TEXT >>

How to avoid sudden shock

Naval War College Review, Autumn, 2004 by Frank Hoffman

Schwartz, Peter. Inevitable Surprises: Thinking Ahead in a Time of Turbulence. New York: Gotham, 2003. 245pp. $27

The intelligence community is getting a bad rap these days as it attempts to help policy makers weather the myriad national security challenges in the Age of Disruption. The controversy over weapons of mass destruction and protracted post-conflict insurgency in Iraq are only two incidents in a series of surprises. Whether it is the demise of the Soviet Union, economic collapses in Southeast Asia, the development of nuclear weapons in India and Pakistan, North Korea's nuclear and missile programs, terrorist attacks on the United States, or the subsequent anthrax attacks, being taken by surprise is becoming the norm.

Peter Schwartz, however, was not knocked for a loop by many of these events--in some cases he predicted them. Schwartz is an expert at avoiding surprises. Starting with his work with Royal Shell in the 1970s, his efforts with the Pentagon's eighty-year-old futurist and director of the Office of Net Assessment, Andrew Marshall, and the U.S. National Security Commission in the last decade, up to his present consulting work with the Global Business Network, Schwartz has made a career out of helping clients avoid strategic surprises. He does not necessarily make forecasts, but he does predict that denial, defensiveness, and ignorance are the principal preceptors for sudden shock.

Schwartz's specialty is researching the innumerable drivers and wild cards in our environment from which he can craft scenarios that will help strategic planners and decision makers anticipate crises well before they happen. He is no stranger to naval readers, who will be familiar with his The Art of the Long View: Planning for the Future in an Uncertain World (Currency, 1991), once required reading at the Naval War College. In Inevitable Surprises, Schwartz points out that we will face numerous sharp jolts or major discontinuities in political, military, and economic areas. "If anything," he notes, "there will be more, not fewer, surprises in the future, and they will all be interconnected."

These interconnected surprises, which Schwartz calls discontinuities, will bring about a different world, one in which the rules of the game are fundamentally altered. The critical value of this work is the author's belief that many of these discontinuities have their roots in ongoing trends and that we can anticipate them. By realizing what today's driving forces are, we can alter our perception about today's emerging realities, anticipate the consequences, and avoid surprise.

Schwartz offers a simple process for thinking anew and avoiding major shocks. The first step is to pay attention and identify and monitor the driving forces that influence tomorrow's world, get ahead of the so-called inevitable surprises, and prepare for them. The second step is to remove ourselves from the rigid mental paradigms about what is fixed and what can be changed in the landscape. The final step is to envision new strategies for dealing with new circumstances.

RECORDED INFORMATION >>
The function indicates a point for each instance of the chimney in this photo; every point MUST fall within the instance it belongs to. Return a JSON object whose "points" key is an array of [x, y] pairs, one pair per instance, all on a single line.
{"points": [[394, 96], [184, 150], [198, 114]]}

WORK INSTRUCTIONS >>
a: Answer these questions from the review of Inevitable Surprises, one per line:
(i) Which organization does Schwartz do his present consulting work with?
(ii) Which earlier book by Schwartz was once required reading at the Naval War College?
(iii) What is the second step in Schwartz's process for avoiding major shocks?
b: Continue the review of Inevitable Surprises, picking up after its last sentence.

OUTPUTS BY TASK >>
a:
(i) The Global Business Network.
(ii) The Art of the Long View: Planning for the Future in an Uncertain World.
(iii) Removing ourselves from the rigid mental paradigms about what is fixed and what can be changed in the landscape.

b:
Most of this book discusses macro-level factors in terms of social, economic, and technological change. Some of the discontinuities Schwartz deals with in chapter-length detail include: dramatic extension in human longevity based on improvements in medical science, with substantial influences on retirement, social institutions, and the political power of influential centenarians; a "great flood" of immigration with resultant social tensions in China, Europe, and the United States; continued economic growth in the developing world and a return to what Schwartz called the "long boom," predicated upon the enhanced productivity of the Information Age and the updated critical infrastructure that undergirds it; a series of interrelated breakthroughs in science and technology, especially nanotechnology, biomaterials, and regenerative medicine, quantum computers, and fuel cells; and a few environmental crises, including the impact of global climate warming and the coming of a great plague.

Military professionals and policy analysts will be particularly interested in Schwartz's range of geopolitical scenarios. In one scenario, the European Union consolidates into an effective bloc and begins to challenge what it perceives as America the rogue superpower. China also grows in political and military muscle, and it too seeks to check the global dominance and influence of the United States. On the other extreme, Schwartz paints a scenario of American preeminence, including complete dominance of space with instant global strike. In this scenario, because the benefits of a benign superpower are shared, a quiet and sustained Pax Americana emerges.

Before anyone gets complacent about American preeminence, read chapter 5, in which the author details the dismal prospects of the near future. His "catalog of disorder" includes an updated version of the Four Horsemen of the Apocalypse, beginning with terrorism, religious wars--including evangelical Christianity in Africa--criminal statehood in Mexico, ethnic conflict, and HIV/AIDS. Schwartz's grasp of the interrelated nature of many of these depressing transnational problems is masterful. His grim projections of such disorders are largely predetermined, thus inevitable and therefore troubling. These future flashpoints are all too rarely identified as issues in the national security community until U.S. military forces are dispatched to provide some form of stability.